=== Dataset entries ===

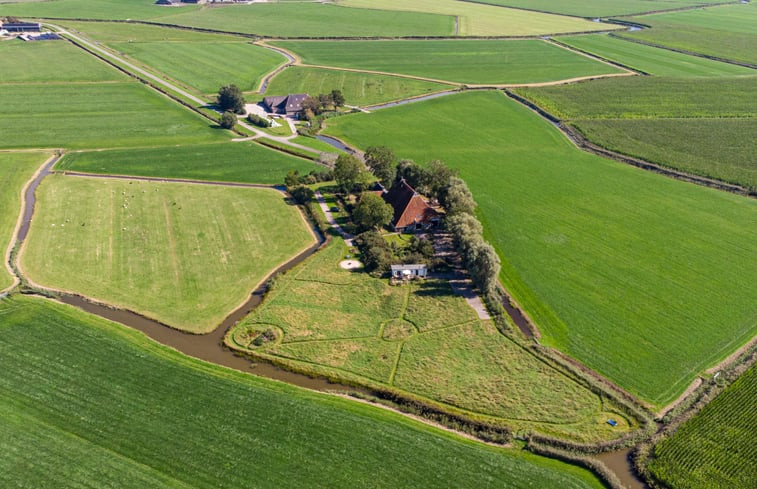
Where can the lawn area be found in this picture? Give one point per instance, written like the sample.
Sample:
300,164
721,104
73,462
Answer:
654,61
420,339
475,19
643,278
704,126
184,254
297,19
87,402
727,32
599,8
53,61
358,88
97,115
241,162
715,448
15,170
474,62
206,66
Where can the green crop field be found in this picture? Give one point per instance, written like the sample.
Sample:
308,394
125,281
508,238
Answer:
475,19
703,127
52,62
646,279
206,66
98,115
358,88
725,32
599,8
15,170
475,62
87,402
654,61
315,20
716,447
184,254
421,339
226,162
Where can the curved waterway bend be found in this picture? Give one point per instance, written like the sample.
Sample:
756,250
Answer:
208,347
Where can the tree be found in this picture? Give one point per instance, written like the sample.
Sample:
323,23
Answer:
230,98
227,120
382,162
372,212
347,172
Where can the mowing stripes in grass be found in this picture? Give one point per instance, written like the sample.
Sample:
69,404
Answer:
646,279
184,254
86,403
473,62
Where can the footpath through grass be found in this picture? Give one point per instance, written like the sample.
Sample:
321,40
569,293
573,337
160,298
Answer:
420,339
15,170
87,402
473,61
645,279
715,448
184,254
225,162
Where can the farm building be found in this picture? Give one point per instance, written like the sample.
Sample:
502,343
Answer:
408,272
290,105
21,26
411,212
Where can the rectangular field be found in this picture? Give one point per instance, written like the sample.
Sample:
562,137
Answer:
654,61
98,115
475,19
279,20
239,162
358,88
15,170
471,61
645,279
716,447
184,254
77,390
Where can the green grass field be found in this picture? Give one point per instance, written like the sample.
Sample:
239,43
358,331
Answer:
184,254
358,88
652,60
315,20
98,115
87,402
474,62
725,32
715,448
206,66
51,62
421,339
15,170
475,19
645,279
598,8
225,162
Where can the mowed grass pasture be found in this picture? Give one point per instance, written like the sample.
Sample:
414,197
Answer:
703,126
358,88
645,279
184,254
651,60
88,402
471,61
420,339
727,32
15,170
716,447
475,19
246,162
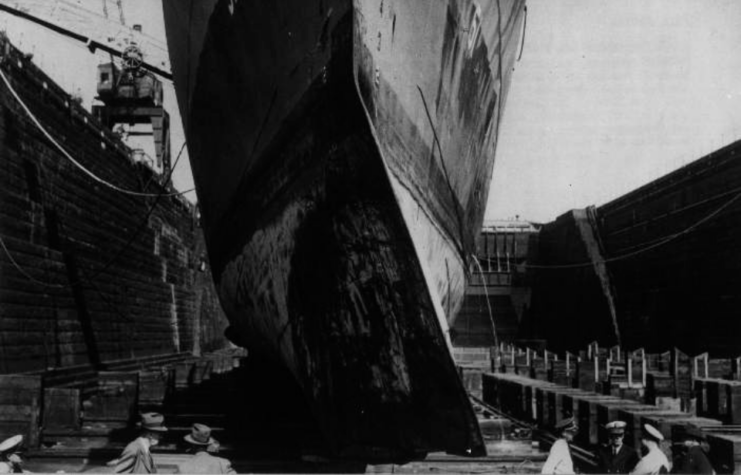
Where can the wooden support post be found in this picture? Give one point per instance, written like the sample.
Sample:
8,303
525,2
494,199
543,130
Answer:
513,357
675,371
596,369
695,370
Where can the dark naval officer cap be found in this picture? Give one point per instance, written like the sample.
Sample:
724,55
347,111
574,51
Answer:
651,432
11,443
566,424
616,427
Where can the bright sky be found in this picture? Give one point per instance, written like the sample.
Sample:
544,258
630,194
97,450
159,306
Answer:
74,68
610,95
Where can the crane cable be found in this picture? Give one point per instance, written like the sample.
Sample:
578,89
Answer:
69,157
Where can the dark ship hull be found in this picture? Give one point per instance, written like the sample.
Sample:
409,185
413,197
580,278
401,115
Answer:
342,154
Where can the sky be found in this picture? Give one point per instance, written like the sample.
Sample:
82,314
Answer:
608,95
71,65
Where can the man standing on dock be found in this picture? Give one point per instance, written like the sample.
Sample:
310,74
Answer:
654,462
559,459
616,457
203,462
136,457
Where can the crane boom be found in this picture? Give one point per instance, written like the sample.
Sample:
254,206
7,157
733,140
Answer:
85,31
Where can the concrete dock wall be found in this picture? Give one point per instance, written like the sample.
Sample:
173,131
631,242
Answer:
89,275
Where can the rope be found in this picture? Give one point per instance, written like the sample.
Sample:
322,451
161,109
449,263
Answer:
461,244
524,29
67,155
488,304
113,259
23,272
661,242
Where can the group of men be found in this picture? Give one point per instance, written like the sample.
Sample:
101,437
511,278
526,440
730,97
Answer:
616,457
136,457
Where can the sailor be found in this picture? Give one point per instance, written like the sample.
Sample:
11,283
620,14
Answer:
10,460
559,459
691,456
616,457
202,461
654,461
136,457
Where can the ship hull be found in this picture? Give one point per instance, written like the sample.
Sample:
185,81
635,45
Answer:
326,255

===

> [Task brief]:
Please rewrite the records from the line containing "Where can the sailor" through the end of the records, both ends included, adding -26 to every coordinate in the answers and leaving the requests and their samples unchanged.

> [Correct result]:
Where can the sailor be found in this picture? Give one point per instance, written like the sample.
Sample:
11,283
620,14
Answer:
-16,434
533,433
665,430
590,431
176,435
628,435
110,431
Where can the ship hull be found in this picture? Give one point per instance, written like the sample.
Sample:
185,81
635,45
Answer:
300,229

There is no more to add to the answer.